§ **Goal of the exercise**
Give back nothing but the number of lines in these entries that contain the word "ordered".

§ **Source material**

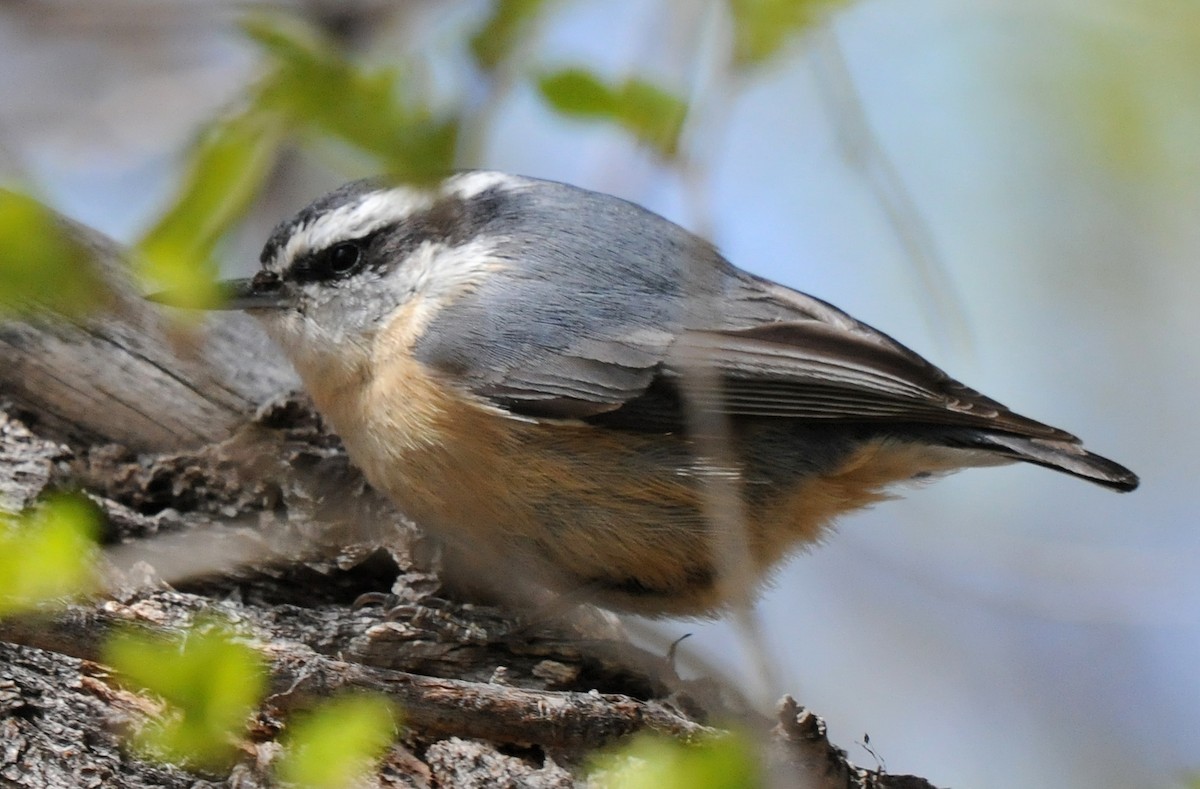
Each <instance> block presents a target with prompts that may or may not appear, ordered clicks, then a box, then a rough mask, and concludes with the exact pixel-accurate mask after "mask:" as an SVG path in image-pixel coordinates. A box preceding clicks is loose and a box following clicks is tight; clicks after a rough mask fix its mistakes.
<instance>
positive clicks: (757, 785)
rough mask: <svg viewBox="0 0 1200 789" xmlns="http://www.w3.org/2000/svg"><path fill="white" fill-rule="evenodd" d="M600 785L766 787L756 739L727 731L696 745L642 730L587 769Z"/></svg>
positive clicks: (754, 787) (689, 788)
--
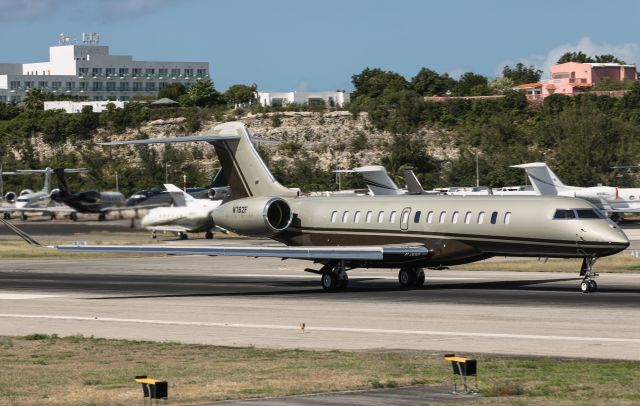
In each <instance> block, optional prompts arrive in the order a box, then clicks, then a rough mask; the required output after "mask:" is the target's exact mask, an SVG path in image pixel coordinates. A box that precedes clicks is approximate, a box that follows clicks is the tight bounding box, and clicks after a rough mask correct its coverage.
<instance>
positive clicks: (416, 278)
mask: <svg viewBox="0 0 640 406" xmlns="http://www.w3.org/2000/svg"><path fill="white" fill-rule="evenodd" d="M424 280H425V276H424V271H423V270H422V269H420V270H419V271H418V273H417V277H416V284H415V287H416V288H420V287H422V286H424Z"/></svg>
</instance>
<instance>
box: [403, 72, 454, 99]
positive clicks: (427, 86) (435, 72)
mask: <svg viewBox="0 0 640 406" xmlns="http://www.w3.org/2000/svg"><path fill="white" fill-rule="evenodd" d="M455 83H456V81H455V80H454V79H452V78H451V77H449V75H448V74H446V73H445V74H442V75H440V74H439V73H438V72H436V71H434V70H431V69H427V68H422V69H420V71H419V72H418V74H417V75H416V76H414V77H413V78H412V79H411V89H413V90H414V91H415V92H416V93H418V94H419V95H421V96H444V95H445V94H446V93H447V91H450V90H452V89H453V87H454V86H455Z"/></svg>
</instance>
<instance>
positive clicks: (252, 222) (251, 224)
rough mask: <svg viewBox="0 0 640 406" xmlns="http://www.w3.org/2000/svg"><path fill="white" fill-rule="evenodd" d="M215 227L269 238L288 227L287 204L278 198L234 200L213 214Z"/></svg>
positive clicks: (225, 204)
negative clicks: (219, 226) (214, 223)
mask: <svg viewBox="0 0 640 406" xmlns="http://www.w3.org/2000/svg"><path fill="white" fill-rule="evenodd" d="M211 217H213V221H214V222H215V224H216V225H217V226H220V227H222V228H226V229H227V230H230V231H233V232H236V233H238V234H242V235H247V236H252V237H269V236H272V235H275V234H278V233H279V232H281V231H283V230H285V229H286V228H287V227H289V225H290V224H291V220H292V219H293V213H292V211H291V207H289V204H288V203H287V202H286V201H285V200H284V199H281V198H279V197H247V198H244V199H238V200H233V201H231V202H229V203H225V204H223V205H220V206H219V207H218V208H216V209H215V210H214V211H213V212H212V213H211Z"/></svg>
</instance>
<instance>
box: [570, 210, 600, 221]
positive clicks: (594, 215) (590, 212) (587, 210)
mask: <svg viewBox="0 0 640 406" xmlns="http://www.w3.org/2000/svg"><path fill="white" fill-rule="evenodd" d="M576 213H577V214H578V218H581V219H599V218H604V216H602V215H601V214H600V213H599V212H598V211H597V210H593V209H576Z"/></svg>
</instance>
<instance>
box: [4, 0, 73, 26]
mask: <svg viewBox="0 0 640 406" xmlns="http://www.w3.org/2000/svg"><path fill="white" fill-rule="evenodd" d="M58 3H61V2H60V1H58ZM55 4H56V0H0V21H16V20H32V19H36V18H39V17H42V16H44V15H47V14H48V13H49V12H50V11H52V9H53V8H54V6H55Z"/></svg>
---
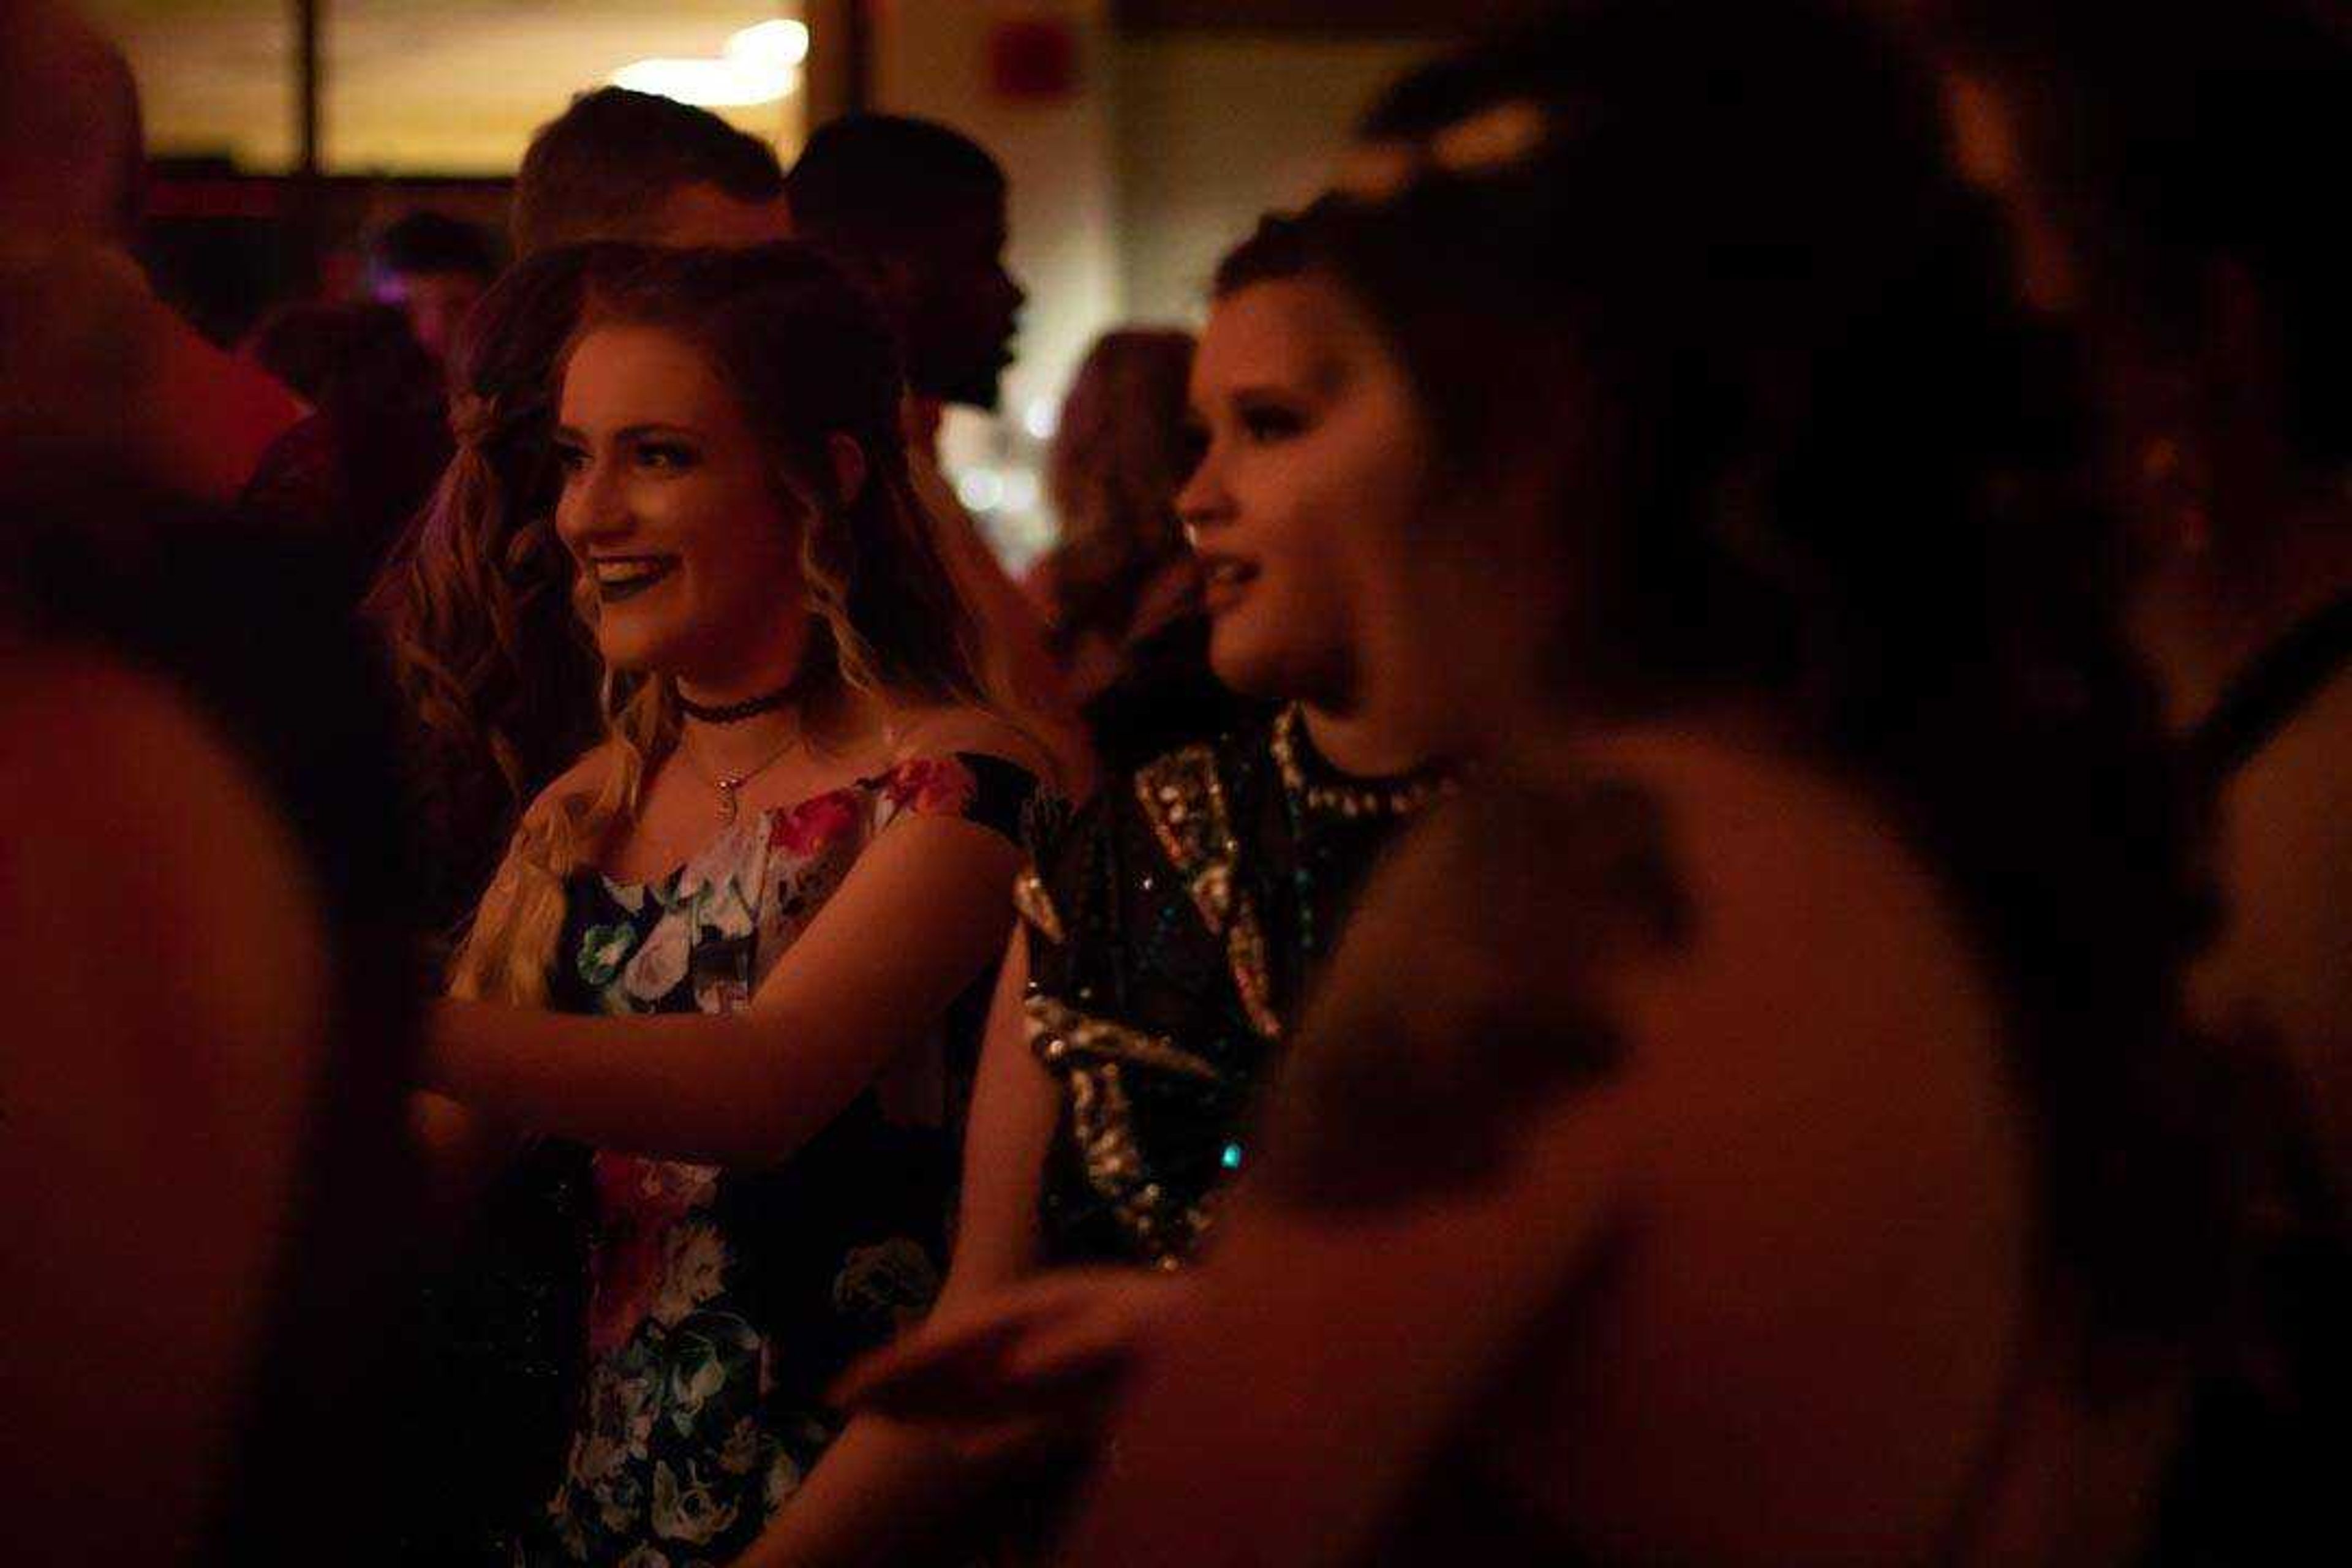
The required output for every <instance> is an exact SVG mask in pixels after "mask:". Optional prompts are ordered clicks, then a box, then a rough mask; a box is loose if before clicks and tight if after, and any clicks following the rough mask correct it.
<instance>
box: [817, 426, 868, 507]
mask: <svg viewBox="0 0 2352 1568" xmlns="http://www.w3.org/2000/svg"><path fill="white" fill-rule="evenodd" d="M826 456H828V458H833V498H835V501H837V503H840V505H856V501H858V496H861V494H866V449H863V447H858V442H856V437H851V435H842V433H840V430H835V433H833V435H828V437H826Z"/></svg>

§ **Exercise solution**
2